Return the material word for word. Do not include the pictures.
..............................
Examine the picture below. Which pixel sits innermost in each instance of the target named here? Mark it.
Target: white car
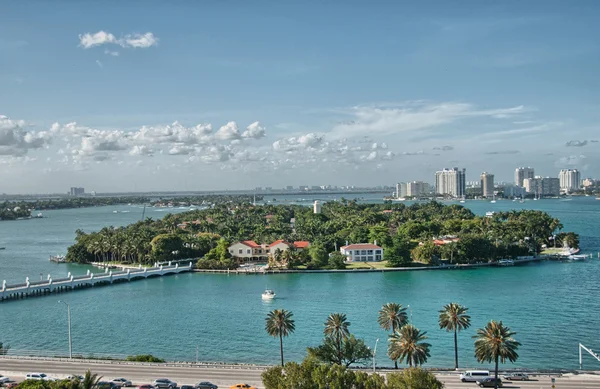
(39, 377)
(122, 382)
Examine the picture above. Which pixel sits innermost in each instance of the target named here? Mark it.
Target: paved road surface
(226, 376)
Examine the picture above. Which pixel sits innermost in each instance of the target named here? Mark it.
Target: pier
(71, 282)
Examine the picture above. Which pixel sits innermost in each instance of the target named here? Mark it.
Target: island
(233, 232)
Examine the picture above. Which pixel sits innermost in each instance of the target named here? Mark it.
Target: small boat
(506, 262)
(268, 294)
(57, 258)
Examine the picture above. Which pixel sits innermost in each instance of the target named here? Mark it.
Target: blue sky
(167, 96)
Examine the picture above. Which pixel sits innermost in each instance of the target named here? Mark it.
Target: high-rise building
(569, 180)
(487, 184)
(77, 191)
(450, 182)
(521, 173)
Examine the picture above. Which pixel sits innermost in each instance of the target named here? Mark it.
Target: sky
(213, 95)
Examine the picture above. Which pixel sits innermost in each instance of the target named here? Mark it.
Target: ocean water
(552, 306)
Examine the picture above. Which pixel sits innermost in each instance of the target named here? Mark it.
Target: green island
(421, 234)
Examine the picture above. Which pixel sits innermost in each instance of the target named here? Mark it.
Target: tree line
(405, 232)
(493, 343)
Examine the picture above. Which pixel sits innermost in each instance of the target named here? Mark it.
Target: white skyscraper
(487, 184)
(522, 173)
(569, 180)
(451, 182)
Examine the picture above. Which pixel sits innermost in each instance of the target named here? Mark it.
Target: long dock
(71, 282)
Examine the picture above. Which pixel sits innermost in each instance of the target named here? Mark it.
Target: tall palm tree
(495, 343)
(392, 316)
(408, 343)
(453, 317)
(279, 322)
(336, 327)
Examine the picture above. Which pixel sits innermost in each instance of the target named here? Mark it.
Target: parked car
(107, 385)
(39, 377)
(164, 383)
(206, 385)
(516, 377)
(122, 382)
(489, 383)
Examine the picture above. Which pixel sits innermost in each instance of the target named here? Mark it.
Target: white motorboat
(506, 262)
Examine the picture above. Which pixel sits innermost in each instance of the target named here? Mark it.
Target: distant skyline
(139, 96)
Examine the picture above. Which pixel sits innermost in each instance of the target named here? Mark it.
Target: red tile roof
..............................
▶ [RESPONSE TO THIS EXERCISE]
Examine the picture below. Which pixel sits innermost in each instance of the target named here? Mark it.
Target: white car
(39, 377)
(122, 382)
Examine the picture above. Which pixel sits innermost in each instance of the target named here? Mark it.
Target: paved road surface
(226, 376)
Examine the picture above. Which pixel sits innermost in each instance of the target named here? Mark it.
Target: pier
(71, 282)
Examine the picture above. Which pixel sits innermost in each instance of the target named here? Mark it.
Target: island
(233, 232)
Examine the picture above. Which pixel sits innermost in each instance of the target named here? Mark it.
Target: small boat
(506, 262)
(268, 294)
(57, 258)
Examine the picture above. Which pixel sits innermost in each instance of the target named here? Mark it.
Target: blue sky
(167, 96)
Examine the picture above. Which pixel sits innermost in each instance of the target named here? Mark it.
Target: high-rise building
(569, 180)
(487, 184)
(77, 191)
(450, 182)
(521, 173)
Examine the picture above. Which pixel sits innermost in each instance of the target named here? Mark it.
Target: sky
(213, 95)
Examine the picture above. Which pixel sits innermost in each instance of the target named here? Mark it.
Target: ocean water
(552, 306)
Examine the picture above. Which pixel sits innermost in each instance of the target named here? Mark it.
Target: green island
(421, 234)
Examine the picture above. Which pixel sits innermost in each instance of the target named here? Mark it.
Target: tree line
(405, 232)
(493, 343)
Examine the picture above. Which pixel sits innermost in each instance of the target named here? Mark it.
Target: white skyscraper
(487, 184)
(522, 173)
(569, 180)
(451, 182)
Examine the picture above. Which pixel sits innermost in each instance of the target named here? Mark it.
Target: long dock
(71, 282)
Examine the picture above. Which pixel sits innermost in each instance of the target named here? Mark it.
Target: tall palm tree
(495, 343)
(392, 316)
(408, 343)
(453, 317)
(279, 322)
(336, 327)
Examine the picture above. Which pixel sits innermost in each instance of the target named here? Mark it.
Target: parked car
(107, 385)
(39, 377)
(164, 383)
(206, 385)
(516, 377)
(122, 382)
(489, 383)
Examine the picture above. Which pixel sits innermost in each instance of the target named here? Mark it.
Target: white motorboat
(506, 262)
Examine the picture above. Which pixel sits innermost in each instance of the target named here? Mark it.
Target: distant skyline
(139, 96)
Examine the picture above. Which pixel sits innermost in each instance of the target named here? Mark it.
Target: red tile roof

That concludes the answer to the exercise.